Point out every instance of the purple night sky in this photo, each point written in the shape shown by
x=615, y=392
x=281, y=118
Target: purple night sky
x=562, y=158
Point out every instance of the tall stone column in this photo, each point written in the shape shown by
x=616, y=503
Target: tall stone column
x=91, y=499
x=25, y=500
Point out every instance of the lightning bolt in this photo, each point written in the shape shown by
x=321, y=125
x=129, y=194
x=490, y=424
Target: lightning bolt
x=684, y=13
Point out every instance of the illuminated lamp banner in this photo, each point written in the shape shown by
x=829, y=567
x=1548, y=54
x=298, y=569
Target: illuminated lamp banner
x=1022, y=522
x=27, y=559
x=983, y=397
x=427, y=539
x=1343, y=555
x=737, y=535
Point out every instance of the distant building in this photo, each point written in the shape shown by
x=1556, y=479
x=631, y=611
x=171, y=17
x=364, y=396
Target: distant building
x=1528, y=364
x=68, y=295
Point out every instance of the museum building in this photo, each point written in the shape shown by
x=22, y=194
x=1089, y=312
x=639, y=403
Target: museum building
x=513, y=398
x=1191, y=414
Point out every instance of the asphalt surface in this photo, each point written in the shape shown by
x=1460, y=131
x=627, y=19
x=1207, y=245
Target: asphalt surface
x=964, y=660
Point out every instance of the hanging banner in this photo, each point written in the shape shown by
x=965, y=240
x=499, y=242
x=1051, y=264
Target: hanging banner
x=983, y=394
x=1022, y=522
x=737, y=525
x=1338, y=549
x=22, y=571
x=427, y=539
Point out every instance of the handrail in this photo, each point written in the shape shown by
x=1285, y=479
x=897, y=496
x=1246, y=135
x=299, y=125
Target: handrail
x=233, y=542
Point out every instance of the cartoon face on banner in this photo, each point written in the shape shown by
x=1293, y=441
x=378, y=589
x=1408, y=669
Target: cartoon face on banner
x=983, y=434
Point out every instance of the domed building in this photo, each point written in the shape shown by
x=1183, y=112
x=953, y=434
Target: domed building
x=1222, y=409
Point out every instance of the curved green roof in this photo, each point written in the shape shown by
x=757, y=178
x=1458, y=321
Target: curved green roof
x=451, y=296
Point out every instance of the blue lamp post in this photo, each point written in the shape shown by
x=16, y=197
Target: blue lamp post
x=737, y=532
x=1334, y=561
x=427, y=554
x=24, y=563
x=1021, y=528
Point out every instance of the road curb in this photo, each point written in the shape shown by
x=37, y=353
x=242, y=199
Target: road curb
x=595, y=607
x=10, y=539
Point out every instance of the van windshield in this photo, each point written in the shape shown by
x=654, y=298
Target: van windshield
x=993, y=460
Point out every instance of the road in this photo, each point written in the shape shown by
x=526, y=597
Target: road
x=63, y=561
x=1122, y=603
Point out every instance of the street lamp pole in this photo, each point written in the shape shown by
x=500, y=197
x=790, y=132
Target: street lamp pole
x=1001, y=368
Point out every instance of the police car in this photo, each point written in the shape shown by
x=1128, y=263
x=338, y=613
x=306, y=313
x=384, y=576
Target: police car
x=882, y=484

INSTRUCTIONS FOR THE TASK.
Everything in the listing should be transcribed exactly.

TASK SOLUTION.
Point out every instance of the purple night sky in this photo, each point written in the shape shown by
x=615, y=392
x=281, y=118
Target: purple night sky
x=562, y=158
Point out every instance of the tall stone column in this photo, each point written in the shape shown by
x=616, y=503
Target: tall stone column
x=91, y=499
x=25, y=500
Point out every instance of the lightning bolt in this photo, each point written in the shape shown by
x=321, y=125
x=129, y=194
x=490, y=424
Target: lightning bolt
x=684, y=13
Point out every instance of the illuminated lamp banner in this photo, each point written in the shape shown by
x=829, y=567
x=1548, y=54
x=298, y=569
Target: illuminated lamp banner
x=1022, y=522
x=27, y=559
x=983, y=397
x=427, y=539
x=1343, y=555
x=737, y=535
Point out every instance of the distant building in this photo, each point written in the shape shown by
x=1556, y=479
x=631, y=611
x=171, y=17
x=364, y=396
Target: distant building
x=1528, y=364
x=68, y=295
Point out every instance of the museum building in this photo, each point written in the shape shown by
x=22, y=194
x=1089, y=312
x=639, y=403
Target: museum building
x=513, y=398
x=1191, y=414
Point out every instance of the asphalt surface in this photo, each point written in the shape shown by
x=1460, y=131
x=627, y=19
x=1207, y=245
Target: asphalt surface
x=964, y=660
Point out every instance of the hanging banner in this photo, each point written in the shape shown by
x=965, y=240
x=499, y=242
x=1051, y=264
Target: hanging banner
x=983, y=394
x=1022, y=522
x=737, y=525
x=1338, y=549
x=22, y=571
x=427, y=539
Point out every instance of the handrail in this photo, each point written in the shape shown by
x=1285, y=479
x=897, y=496
x=1246, y=135
x=299, y=125
Target: handrail
x=233, y=542
Point out every instance of the cartoon face on banner in this photo, each point written in the shape shown by
x=1293, y=441
x=378, y=589
x=1408, y=669
Target: cartoon face on banner
x=983, y=434
Point out every instance of the domed building in this photo, each point written in the shape shown by
x=1183, y=112
x=953, y=434
Target: domed building
x=1222, y=409
Point out every instance of the curved green roof in this photo, each point written in the shape shown by
x=757, y=178
x=1458, y=321
Target: curved green roof
x=451, y=296
Point out every instance of the blue lamp post in this photo, each point written in the shape shown by
x=16, y=197
Target: blue lamp post
x=737, y=532
x=1334, y=561
x=427, y=554
x=24, y=563
x=1021, y=528
Point out every instance of the road curb in this photo, each point written in the shape shown by
x=37, y=353
x=242, y=199
Target: road curb
x=595, y=607
x=10, y=539
Point out every instance of the van windshield in this photo, each point written in the shape shown by
x=654, y=298
Target: van windshield
x=993, y=460
Point out every instance of the road in this photo, each point written in the shape shown by
x=526, y=597
Target: road
x=63, y=561
x=1122, y=603
Point out every instance of the street lamp pole in this photo, each point written in the shape shown by
x=500, y=197
x=790, y=132
Target: street lamp pole
x=1001, y=368
Point out every instance of the police car in this photo, each point written in the shape shown by
x=1128, y=263
x=338, y=613
x=306, y=313
x=384, y=576
Target: police car
x=882, y=484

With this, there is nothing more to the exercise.